▸ **Set exercise**
Please output the records below in full, exactly as given, but without the images.

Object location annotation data
'''
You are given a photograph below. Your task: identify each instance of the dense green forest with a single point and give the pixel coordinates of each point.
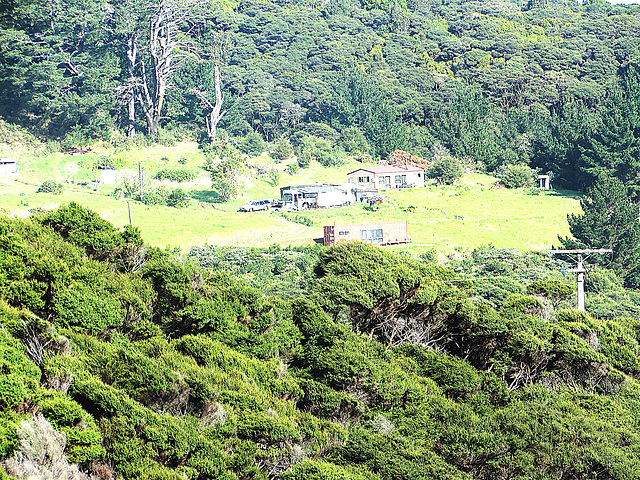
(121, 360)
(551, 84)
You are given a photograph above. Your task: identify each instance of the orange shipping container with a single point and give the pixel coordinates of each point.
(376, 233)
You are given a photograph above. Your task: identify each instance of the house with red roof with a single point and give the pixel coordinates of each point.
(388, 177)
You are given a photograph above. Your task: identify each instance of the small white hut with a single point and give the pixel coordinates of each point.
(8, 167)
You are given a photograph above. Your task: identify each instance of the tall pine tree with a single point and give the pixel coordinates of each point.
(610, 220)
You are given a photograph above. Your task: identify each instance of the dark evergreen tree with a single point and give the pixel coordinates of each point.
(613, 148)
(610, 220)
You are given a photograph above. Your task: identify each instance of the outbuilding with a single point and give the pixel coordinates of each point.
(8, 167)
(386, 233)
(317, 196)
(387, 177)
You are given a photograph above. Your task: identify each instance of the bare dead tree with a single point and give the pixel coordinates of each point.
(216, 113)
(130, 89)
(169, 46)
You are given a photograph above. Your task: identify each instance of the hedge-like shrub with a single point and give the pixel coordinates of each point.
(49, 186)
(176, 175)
'''
▸ **Reply**
You are given a photograph below. Your task: identify each instance of the dense green forest with a single point and give the pixel coordinates of each point.
(121, 360)
(551, 84)
You are given a photograph above. Your task: identify each instance of the orange shipping container with a single point and give the pixel coordinates of each point.
(376, 233)
You are given a photograph above. Your task: identify each instance of the house with red roof with a single point and give the pixel coordinates of each point.
(388, 177)
You are given a photograph above. Your task: identify each instance of the small white hut with a single point and give the pixel coordinates of each point.
(8, 167)
You are given a photograph above. Your task: identify each instance of the tall pine tree with a single point and give the pixel coordinates of each point.
(610, 220)
You are given a photograph above. Your task: identify each instance of the dark evergreen tree with a single point and give the pixel coordinates of each point.
(613, 148)
(610, 220)
You are given a photograph above. Your task: identify each instance of the outbuilding with a single point and give the pixel coordinates of each point.
(8, 167)
(386, 233)
(317, 196)
(387, 177)
You are given a photograph above. Your task: identify each instance of the bare dead tree with a single point and give the pixel coordinates of each point.
(216, 113)
(130, 89)
(169, 46)
You are given a photograph above. Your task: identify each instance of the hedge-like shrub with a single point and give the pixel coordinates of each point.
(49, 186)
(176, 175)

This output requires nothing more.